**What you have to do**
Extract every line of the records that contains the string "leaf". The match is case-sensitive.

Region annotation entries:
— start —

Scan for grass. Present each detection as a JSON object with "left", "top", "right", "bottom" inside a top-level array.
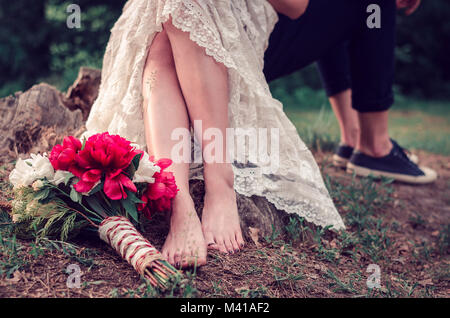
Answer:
[{"left": 273, "top": 87, "right": 450, "bottom": 155}]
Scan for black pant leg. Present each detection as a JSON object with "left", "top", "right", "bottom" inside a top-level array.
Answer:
[{"left": 317, "top": 42, "right": 352, "bottom": 96}]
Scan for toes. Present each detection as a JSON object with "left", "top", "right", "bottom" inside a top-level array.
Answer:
[
  {"left": 166, "top": 251, "right": 175, "bottom": 266},
  {"left": 235, "top": 231, "right": 245, "bottom": 249},
  {"left": 224, "top": 238, "right": 234, "bottom": 254},
  {"left": 172, "top": 250, "right": 182, "bottom": 268},
  {"left": 216, "top": 238, "right": 228, "bottom": 254},
  {"left": 204, "top": 232, "right": 216, "bottom": 249},
  {"left": 231, "top": 236, "right": 241, "bottom": 253}
]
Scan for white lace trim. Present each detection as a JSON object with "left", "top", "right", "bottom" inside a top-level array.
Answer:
[{"left": 86, "top": 0, "right": 344, "bottom": 229}]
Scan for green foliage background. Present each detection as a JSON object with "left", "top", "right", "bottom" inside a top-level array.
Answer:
[{"left": 0, "top": 0, "right": 450, "bottom": 99}]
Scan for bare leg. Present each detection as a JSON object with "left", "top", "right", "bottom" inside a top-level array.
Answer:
[
  {"left": 356, "top": 111, "right": 392, "bottom": 157},
  {"left": 164, "top": 21, "right": 244, "bottom": 253},
  {"left": 329, "top": 89, "right": 360, "bottom": 148},
  {"left": 143, "top": 31, "right": 206, "bottom": 267}
]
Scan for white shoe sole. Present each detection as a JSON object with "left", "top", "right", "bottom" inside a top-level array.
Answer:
[
  {"left": 347, "top": 162, "right": 437, "bottom": 184},
  {"left": 333, "top": 153, "right": 419, "bottom": 169}
]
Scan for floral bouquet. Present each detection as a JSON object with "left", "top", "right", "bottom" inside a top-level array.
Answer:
[{"left": 9, "top": 132, "right": 179, "bottom": 288}]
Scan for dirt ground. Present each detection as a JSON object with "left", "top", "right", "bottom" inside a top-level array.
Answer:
[{"left": 0, "top": 152, "right": 450, "bottom": 297}]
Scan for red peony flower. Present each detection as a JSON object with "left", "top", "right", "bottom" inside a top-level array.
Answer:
[
  {"left": 72, "top": 132, "right": 142, "bottom": 200},
  {"left": 49, "top": 136, "right": 81, "bottom": 171},
  {"left": 138, "top": 157, "right": 179, "bottom": 219}
]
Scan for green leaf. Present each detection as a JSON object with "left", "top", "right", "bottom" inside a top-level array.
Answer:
[
  {"left": 35, "top": 188, "right": 50, "bottom": 201},
  {"left": 64, "top": 172, "right": 74, "bottom": 186},
  {"left": 70, "top": 187, "right": 81, "bottom": 203},
  {"left": 127, "top": 154, "right": 141, "bottom": 179},
  {"left": 81, "top": 137, "right": 86, "bottom": 150},
  {"left": 131, "top": 154, "right": 141, "bottom": 170},
  {"left": 126, "top": 190, "right": 144, "bottom": 203},
  {"left": 85, "top": 196, "right": 108, "bottom": 219},
  {"left": 120, "top": 197, "right": 139, "bottom": 223},
  {"left": 89, "top": 182, "right": 103, "bottom": 195}
]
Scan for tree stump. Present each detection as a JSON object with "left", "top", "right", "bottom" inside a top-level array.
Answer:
[{"left": 0, "top": 68, "right": 298, "bottom": 241}]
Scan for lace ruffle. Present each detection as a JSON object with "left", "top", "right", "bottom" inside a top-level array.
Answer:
[{"left": 86, "top": 0, "right": 344, "bottom": 229}]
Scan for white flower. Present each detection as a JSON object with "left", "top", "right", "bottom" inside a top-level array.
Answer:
[
  {"left": 133, "top": 152, "right": 161, "bottom": 183},
  {"left": 31, "top": 180, "right": 44, "bottom": 191},
  {"left": 49, "top": 170, "right": 71, "bottom": 186},
  {"left": 9, "top": 154, "right": 55, "bottom": 188}
]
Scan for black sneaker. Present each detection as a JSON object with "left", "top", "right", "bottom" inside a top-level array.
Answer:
[
  {"left": 333, "top": 144, "right": 355, "bottom": 168},
  {"left": 333, "top": 139, "right": 419, "bottom": 169},
  {"left": 347, "top": 141, "right": 437, "bottom": 184}
]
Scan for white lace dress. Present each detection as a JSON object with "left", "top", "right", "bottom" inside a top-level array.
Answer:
[{"left": 86, "top": 0, "right": 344, "bottom": 230}]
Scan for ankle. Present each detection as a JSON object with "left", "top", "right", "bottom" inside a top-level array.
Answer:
[
  {"left": 341, "top": 127, "right": 361, "bottom": 148},
  {"left": 204, "top": 164, "right": 234, "bottom": 192},
  {"left": 357, "top": 138, "right": 393, "bottom": 158}
]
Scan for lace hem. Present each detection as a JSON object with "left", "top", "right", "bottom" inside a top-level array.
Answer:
[{"left": 87, "top": 0, "right": 344, "bottom": 230}]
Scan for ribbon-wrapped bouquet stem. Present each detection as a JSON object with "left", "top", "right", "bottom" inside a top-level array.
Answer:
[{"left": 9, "top": 133, "right": 179, "bottom": 288}]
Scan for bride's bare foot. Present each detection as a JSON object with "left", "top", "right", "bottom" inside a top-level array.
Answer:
[
  {"left": 202, "top": 168, "right": 244, "bottom": 254},
  {"left": 162, "top": 191, "right": 206, "bottom": 268}
]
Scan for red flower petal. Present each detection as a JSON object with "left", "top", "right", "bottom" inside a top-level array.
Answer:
[{"left": 73, "top": 180, "right": 95, "bottom": 193}]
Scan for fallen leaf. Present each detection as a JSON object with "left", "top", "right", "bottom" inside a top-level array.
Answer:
[
  {"left": 5, "top": 271, "right": 22, "bottom": 284},
  {"left": 248, "top": 227, "right": 261, "bottom": 247},
  {"left": 419, "top": 278, "right": 433, "bottom": 286}
]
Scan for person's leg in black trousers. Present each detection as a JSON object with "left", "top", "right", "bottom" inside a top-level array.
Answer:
[
  {"left": 264, "top": 0, "right": 436, "bottom": 183},
  {"left": 317, "top": 42, "right": 360, "bottom": 168}
]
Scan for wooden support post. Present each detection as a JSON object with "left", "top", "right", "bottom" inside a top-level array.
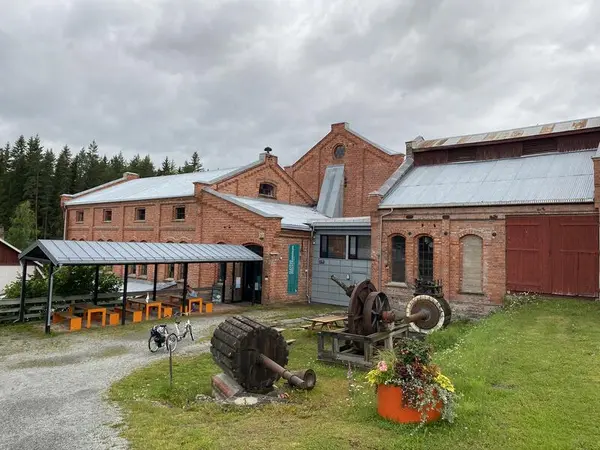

— end —

**Result of the task**
Scan for green leaf. Present each detection as a JSON object with "left", "top", "right", "bottom" inside a top-level array.
Scan for fallen leaf. Present each detection as a JSON object with "left", "top", "right", "bottom" inside a top-level array.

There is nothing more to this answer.